§ WRITTEN PROBLEM:
Convert the records from the line with "like [[32, 251]]." up to and including the line with "[[225, 243]]" into a two-column CSV with the headers instruction and points. Give one row per record, put each field in quotes with its line breaks turned into spaces, and leave out the pictures.
=-=-=-=-=
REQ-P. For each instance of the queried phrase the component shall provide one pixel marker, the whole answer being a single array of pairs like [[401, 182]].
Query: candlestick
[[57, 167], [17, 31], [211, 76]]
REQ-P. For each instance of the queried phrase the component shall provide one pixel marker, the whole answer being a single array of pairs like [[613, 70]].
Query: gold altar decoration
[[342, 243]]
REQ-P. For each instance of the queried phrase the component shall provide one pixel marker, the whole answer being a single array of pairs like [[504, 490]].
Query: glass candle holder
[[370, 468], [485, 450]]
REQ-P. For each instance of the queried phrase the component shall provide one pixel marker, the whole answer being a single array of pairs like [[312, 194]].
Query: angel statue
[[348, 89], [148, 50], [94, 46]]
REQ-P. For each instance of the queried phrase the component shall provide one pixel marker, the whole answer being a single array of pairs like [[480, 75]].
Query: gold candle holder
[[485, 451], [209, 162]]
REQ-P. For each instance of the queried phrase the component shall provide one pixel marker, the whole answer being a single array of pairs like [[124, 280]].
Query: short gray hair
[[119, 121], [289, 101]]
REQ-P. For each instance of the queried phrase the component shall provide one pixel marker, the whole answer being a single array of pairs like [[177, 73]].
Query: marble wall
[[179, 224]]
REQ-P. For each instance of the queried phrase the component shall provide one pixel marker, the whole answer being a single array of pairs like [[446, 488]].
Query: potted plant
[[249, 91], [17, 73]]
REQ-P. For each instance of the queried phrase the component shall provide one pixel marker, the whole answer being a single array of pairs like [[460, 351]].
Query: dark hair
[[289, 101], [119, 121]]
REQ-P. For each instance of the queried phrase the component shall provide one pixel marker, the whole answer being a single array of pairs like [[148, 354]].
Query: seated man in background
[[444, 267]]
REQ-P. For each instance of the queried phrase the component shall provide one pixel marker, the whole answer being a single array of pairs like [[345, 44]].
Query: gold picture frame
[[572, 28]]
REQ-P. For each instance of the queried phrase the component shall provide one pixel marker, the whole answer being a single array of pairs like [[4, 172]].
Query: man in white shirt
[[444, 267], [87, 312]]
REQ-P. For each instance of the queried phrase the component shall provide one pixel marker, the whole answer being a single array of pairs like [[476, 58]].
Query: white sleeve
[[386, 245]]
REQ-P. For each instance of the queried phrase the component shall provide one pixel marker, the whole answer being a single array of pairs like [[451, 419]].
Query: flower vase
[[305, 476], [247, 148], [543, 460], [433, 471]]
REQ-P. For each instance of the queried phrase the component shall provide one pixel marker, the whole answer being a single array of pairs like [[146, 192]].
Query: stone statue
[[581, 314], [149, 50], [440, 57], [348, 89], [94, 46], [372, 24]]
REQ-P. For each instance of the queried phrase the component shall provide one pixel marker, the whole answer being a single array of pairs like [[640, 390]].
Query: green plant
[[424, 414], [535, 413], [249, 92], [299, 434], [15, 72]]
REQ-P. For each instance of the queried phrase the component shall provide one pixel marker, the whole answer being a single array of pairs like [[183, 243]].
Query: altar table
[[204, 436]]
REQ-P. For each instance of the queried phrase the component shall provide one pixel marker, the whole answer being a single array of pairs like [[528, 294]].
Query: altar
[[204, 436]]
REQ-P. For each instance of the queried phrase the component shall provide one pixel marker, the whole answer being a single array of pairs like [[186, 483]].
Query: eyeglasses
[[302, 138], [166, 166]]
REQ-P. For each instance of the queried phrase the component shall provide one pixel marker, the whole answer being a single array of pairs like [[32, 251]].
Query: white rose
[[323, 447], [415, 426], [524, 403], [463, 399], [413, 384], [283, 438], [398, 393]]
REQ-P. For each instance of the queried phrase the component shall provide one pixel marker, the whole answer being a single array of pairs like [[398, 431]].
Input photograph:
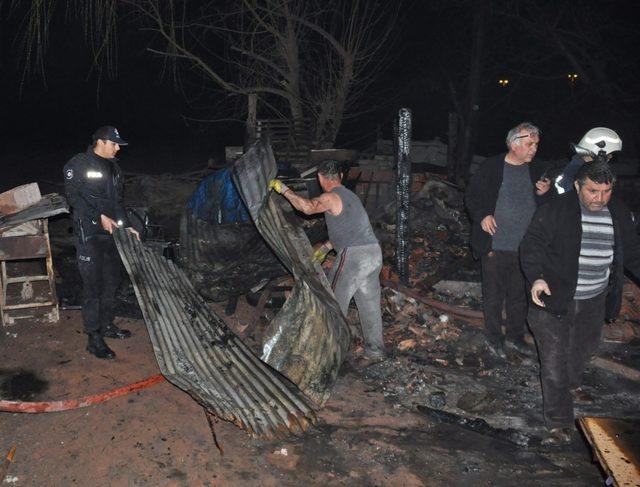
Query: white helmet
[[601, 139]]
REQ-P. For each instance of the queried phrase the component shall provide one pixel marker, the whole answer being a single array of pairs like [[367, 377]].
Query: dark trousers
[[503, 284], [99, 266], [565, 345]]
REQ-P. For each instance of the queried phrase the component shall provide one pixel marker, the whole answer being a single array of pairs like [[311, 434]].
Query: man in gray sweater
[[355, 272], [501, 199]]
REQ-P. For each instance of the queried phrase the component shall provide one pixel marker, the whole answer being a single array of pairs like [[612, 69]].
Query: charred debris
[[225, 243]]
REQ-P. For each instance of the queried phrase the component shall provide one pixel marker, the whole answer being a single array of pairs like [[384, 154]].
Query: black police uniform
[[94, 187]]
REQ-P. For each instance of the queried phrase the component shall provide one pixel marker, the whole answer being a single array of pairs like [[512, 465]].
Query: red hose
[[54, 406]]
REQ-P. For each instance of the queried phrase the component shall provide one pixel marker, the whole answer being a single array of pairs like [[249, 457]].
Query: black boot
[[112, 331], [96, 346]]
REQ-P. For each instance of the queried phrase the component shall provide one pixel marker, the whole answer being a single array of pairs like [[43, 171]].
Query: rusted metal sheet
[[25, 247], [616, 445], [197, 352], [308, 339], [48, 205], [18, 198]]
=-=-=-=-=
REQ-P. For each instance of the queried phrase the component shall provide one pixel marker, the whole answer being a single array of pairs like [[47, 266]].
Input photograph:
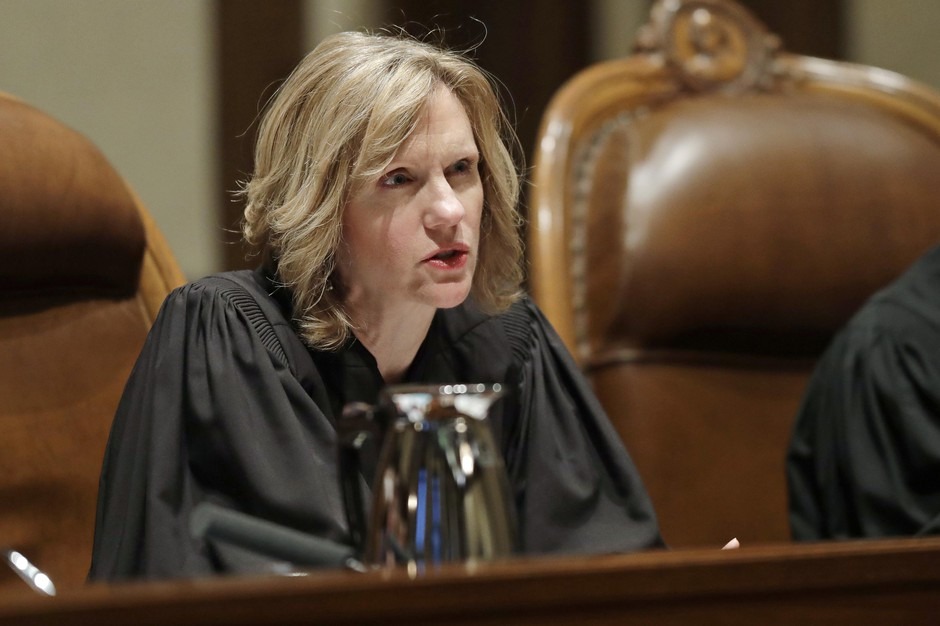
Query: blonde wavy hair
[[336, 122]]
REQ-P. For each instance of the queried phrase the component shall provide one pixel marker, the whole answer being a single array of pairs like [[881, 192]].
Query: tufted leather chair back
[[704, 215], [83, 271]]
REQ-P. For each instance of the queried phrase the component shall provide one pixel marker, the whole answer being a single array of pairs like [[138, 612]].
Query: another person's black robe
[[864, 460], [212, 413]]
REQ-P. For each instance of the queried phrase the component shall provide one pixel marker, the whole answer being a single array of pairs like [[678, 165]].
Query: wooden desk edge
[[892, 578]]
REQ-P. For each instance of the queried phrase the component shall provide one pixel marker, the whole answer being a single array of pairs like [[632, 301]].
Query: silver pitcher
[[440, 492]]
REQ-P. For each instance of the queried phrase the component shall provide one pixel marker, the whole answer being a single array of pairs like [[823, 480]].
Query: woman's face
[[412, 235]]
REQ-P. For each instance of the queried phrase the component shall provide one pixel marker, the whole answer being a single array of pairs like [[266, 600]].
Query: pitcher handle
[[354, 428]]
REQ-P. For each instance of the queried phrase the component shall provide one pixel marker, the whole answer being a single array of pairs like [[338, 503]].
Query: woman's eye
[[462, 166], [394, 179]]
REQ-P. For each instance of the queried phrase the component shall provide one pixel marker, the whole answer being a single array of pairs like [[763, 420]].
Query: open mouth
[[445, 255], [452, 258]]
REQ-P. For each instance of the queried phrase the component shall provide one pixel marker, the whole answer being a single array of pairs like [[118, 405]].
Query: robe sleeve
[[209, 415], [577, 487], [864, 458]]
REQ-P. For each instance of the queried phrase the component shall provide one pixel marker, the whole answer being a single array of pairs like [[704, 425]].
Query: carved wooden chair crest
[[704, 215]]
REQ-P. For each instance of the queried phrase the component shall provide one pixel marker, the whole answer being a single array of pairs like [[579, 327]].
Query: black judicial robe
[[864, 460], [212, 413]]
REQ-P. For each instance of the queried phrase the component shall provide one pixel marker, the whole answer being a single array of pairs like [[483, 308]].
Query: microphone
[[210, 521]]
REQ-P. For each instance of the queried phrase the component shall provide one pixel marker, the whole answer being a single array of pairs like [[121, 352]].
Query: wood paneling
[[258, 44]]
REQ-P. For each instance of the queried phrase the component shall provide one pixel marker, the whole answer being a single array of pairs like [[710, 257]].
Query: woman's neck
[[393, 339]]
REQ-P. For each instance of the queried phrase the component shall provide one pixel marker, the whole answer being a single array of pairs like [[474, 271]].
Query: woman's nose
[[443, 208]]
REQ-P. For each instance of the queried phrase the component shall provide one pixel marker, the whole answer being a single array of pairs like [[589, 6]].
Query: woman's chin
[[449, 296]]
=-=-=-=-=
§ CORRECT RESPONSE:
instruction,points
"REQ-P. For each instance of the queried phrase the component shall provide one pixel marker, the whole answer being a single array of pairs like [[32, 251]]. Query: white rose","[[323, 447], [415, 426], [524, 403], [463, 399], [413, 384], [283, 438], [398, 393]]"
"REQ-P. For each instance of the queried phrase the component shall provide one pixel marker, the whole answer being a single array of pairs like [[398, 431]]. Input photograph: Query: white helmet","[[601, 139]]"
"REQ-P. For each instance of the queried phrase the component shall provide one pixel marker, the whole answer being a single array of pairs like [[367, 377]]. Query: dark trousers","[[503, 284], [99, 266], [565, 345]]"
"REQ-P. For each instance of the queried phrase the component shall provide one pixel marker, the whole answer being a single array of pairs like [[311, 434]]. Query: man in gray sweater","[[355, 272], [501, 199]]"
"REQ-P. For each instance of the queried phrase the component shall provide one pixel marker, the whole answer being a single array of pairs like [[612, 69]]. Query: charred debris","[[225, 243]]"